[HN Gopher] Word2Vec Explained. Explaining the Intuition of Word...
       ___________________________________________________________________
        
       Word2Vec Explained. Explaining the Intuition of Word2Vec
        
       Author : ColinWright
       Score  : 90 points
       Date   : 2022-03-27 14:00 UTC (9 hours ago)
        
 (HTM) web link (towardsdatascience.com)
 (TXT) w3m dump (towardsdatascience.com)
        
       | ehsankia wrote:
       | Great fun use of word2vec
       | 
       | https://semantle.novalis.org/
       | 
       | https://semantle.pimanrul.es/
        
         | svcrunch wrote:
         | Also take a look at Semantris:
         | 
         | https://research.google.com/semantris
        
         | gojomo wrote:
         | Also:
         | 
         | https://transorthogonal-linguistics.herokuapp.com/TOL/boy/ma...
         | 
         | (Which can reproduce an old XKCD about the 'purity' of other
         | scientific fields compared to math:
         | https://twitter.com/RadimRehurek/status/638531775333949440)
        
       | gibsonf1 wrote:
       | The problem is, words are not the issue, concepts are. And for
       | understanding meaning, both causal and conceptual understanding
       | of a spacetime model of the world is needed. That's why the
       | word2vec approach to nlp is truly a dead end, although some
       | associations can be gleaned.
        
       | it_does_follow wrote:
       | Am I alone in really disliking Towards Data Science?
       | 
       | While their articles always look nice, their content is all
       | written quickly by data scientists wanting to polish their resume
       | with the ultimate aim of rapidly generating content for TDS that
       | will match every conceivable data science related search. This
       | post clearly exists solely so that TDS can get the top spot for
       | "Word2vec explained" (which they have). As evidence of this
       | tactic you can see that there already is a TDS post "Word2vec
       | made easy" [0], offering nothing substantially different than
       | this one.
       | 
       | The problem is that content is almost never useful, it just looks
       | nice at first skim through. The authors, at no real fault of
       | their own, are just eager novices that rarely have new
       | perspective to add to a topic. It's not uncommon to find huge
       | conceptual errors (or at least gaps) in the content there.

▶ **Challenges**:
[a] Give the usernames of everyone who posted a comment in the Word2Vec thread.
[b] How many points does the submission in the Word2Vec thread have?
[c] Translate this sentence from the Word2Vec thread into Spanish: "Am I alone in really disliking Towards Data Science?"

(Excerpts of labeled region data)
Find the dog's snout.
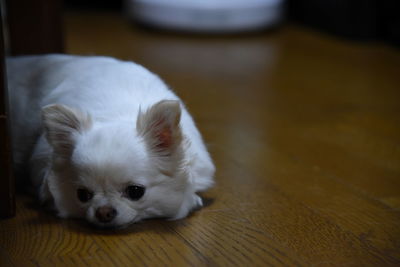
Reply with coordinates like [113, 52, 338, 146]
[96, 206, 117, 223]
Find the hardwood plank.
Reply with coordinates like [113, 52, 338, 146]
[0, 13, 400, 266]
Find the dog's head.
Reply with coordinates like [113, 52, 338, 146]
[42, 100, 201, 227]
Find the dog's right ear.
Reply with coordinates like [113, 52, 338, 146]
[42, 104, 92, 157]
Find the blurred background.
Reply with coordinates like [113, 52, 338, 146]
[0, 0, 400, 266]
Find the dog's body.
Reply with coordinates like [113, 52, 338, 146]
[7, 55, 214, 227]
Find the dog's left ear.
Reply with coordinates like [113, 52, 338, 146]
[42, 104, 92, 157]
[136, 100, 182, 158]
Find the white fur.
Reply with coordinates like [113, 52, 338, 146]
[7, 55, 215, 227]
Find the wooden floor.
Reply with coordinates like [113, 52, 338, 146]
[0, 13, 400, 266]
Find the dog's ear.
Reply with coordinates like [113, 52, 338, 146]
[136, 100, 182, 157]
[42, 104, 92, 157]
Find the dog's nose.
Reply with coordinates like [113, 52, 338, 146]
[96, 206, 117, 223]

▶ **The solutions**:
[a] ehsankia, svcrunch, gojomo, gibsonf1, it_does_follow

[b] 90 points

[c] ¿Soy la única persona a la que realmente le desagrada Towards Data Science?